→ ACTION ITEM: Would you restate word for word the lines of the listing, beginning at the first and ending with the line that holds "31L76 29L56 35L53"?

→ THE DATA:
+-------+
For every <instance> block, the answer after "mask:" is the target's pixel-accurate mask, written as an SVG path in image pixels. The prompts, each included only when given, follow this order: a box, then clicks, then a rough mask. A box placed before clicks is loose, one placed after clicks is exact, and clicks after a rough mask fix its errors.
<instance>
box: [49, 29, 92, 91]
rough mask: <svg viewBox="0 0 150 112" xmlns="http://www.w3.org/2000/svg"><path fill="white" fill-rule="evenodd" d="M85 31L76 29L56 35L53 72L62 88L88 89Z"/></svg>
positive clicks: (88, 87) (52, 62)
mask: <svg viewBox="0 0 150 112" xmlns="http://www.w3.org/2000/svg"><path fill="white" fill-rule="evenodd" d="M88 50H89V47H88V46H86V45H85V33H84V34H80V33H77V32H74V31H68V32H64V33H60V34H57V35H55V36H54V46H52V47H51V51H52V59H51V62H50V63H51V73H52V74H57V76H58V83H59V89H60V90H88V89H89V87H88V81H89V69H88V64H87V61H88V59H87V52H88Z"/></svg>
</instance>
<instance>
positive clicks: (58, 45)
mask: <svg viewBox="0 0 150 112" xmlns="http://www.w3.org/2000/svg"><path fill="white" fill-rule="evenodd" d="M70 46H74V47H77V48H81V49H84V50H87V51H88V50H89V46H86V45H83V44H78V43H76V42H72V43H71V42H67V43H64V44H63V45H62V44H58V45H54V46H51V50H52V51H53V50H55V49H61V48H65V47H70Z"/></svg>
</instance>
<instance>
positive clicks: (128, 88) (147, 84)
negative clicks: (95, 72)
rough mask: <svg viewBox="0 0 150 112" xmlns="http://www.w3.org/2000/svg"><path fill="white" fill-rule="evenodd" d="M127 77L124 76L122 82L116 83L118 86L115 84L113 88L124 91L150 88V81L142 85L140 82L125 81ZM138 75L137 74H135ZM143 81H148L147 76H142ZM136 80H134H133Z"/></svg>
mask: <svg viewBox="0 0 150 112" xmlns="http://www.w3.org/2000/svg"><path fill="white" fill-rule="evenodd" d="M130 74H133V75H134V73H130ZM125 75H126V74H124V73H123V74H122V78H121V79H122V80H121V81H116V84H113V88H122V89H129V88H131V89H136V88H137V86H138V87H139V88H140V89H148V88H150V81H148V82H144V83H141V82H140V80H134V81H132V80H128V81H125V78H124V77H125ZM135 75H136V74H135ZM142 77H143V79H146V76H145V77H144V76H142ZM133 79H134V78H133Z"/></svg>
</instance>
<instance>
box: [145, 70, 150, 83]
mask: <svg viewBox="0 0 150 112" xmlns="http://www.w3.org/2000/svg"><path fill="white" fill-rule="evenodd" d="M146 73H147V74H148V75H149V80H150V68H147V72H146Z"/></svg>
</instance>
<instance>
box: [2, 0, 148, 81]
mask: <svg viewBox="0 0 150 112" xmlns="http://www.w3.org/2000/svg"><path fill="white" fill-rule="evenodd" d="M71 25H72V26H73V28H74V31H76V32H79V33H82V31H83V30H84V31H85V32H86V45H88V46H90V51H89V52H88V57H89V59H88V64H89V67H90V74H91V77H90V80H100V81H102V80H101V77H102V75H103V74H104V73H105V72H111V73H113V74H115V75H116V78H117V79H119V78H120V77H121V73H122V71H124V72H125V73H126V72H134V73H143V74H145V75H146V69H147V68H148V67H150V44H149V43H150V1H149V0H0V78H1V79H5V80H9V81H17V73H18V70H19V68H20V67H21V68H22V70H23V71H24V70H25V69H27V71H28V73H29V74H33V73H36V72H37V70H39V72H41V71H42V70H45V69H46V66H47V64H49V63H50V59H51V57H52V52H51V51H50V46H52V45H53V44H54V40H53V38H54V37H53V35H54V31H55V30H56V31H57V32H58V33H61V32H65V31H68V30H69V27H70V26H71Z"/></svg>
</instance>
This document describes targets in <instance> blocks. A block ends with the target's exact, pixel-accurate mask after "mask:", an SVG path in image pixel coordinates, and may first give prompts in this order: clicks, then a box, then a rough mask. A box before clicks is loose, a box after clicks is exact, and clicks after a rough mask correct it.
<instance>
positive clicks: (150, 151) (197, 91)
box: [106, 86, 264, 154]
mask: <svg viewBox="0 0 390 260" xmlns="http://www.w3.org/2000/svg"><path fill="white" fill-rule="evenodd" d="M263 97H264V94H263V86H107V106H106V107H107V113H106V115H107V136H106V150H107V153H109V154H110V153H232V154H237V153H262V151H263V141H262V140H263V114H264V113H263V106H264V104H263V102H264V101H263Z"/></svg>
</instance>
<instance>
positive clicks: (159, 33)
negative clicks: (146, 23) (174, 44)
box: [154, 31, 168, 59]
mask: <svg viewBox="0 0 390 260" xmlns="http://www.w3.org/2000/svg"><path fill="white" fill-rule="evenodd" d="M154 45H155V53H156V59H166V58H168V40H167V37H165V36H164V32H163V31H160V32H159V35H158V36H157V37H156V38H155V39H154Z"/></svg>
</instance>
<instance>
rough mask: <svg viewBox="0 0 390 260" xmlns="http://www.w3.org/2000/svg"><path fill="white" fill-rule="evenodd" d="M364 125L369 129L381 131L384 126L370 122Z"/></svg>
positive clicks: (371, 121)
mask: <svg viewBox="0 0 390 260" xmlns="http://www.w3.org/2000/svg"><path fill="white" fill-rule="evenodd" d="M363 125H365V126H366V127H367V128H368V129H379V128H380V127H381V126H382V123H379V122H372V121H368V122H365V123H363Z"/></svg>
+-------+
→ SOLVED EXERCISE:
For every <instance> block, the answer after "mask:" is the target's pixel-accurate mask, written as an SVG path in image pixels. The prompts, each included only when given, follow this order: a box, then clicks, then a rough mask. A box placed before clicks is loose, one placed after clicks is exact, and clicks after a rough mask fix its errors.
<instance>
box: [49, 29, 92, 91]
rough mask: <svg viewBox="0 0 150 112" xmlns="http://www.w3.org/2000/svg"><path fill="white" fill-rule="evenodd" d="M85 31L76 29L56 35L53 72L62 88L88 89Z"/></svg>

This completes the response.